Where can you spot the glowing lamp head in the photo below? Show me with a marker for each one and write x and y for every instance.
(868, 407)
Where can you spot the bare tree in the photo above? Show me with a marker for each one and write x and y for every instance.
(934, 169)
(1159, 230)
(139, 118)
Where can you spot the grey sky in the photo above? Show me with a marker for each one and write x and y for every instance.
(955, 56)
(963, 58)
* * *
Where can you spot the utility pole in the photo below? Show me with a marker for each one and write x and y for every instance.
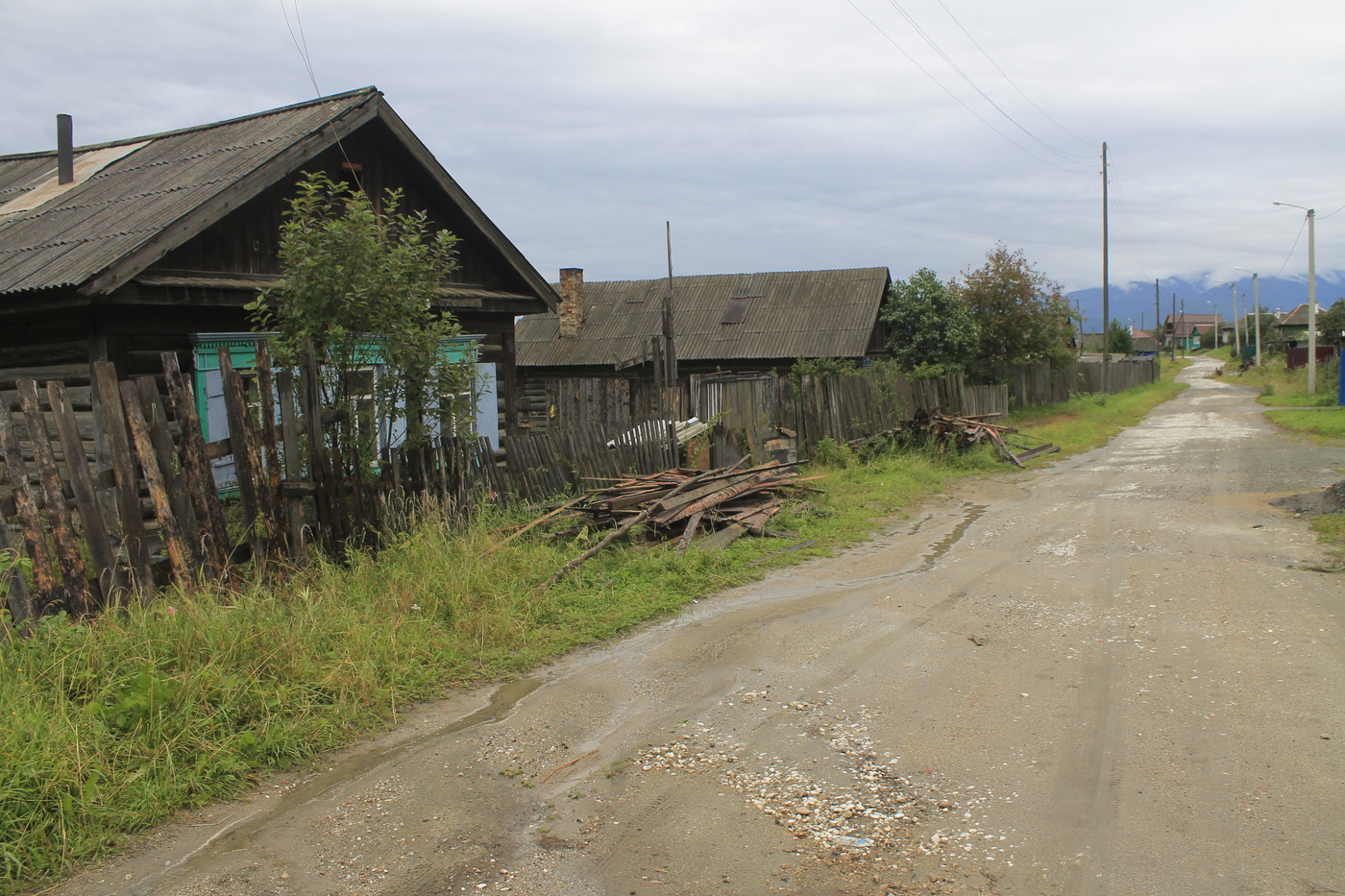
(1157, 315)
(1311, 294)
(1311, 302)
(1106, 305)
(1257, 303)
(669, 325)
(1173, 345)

**WHAT YOU SHOULD DO:** Recast the stretch of rows from the line containing "Where can you spot the utility" through the line containing "(1173, 345)" as a JSON list of strings, one string per line, with blank lines omitted. Leave the pictures out of the answer.

**TASK ANSWER:**
[
  "Where can you spot the utility pole in the photo below? Show me with a marker for each one and write x and y for every instance.",
  "(1157, 315)",
  "(1311, 294)",
  "(1311, 302)",
  "(1106, 305)",
  "(1257, 303)",
  "(669, 325)",
  "(1173, 345)"
]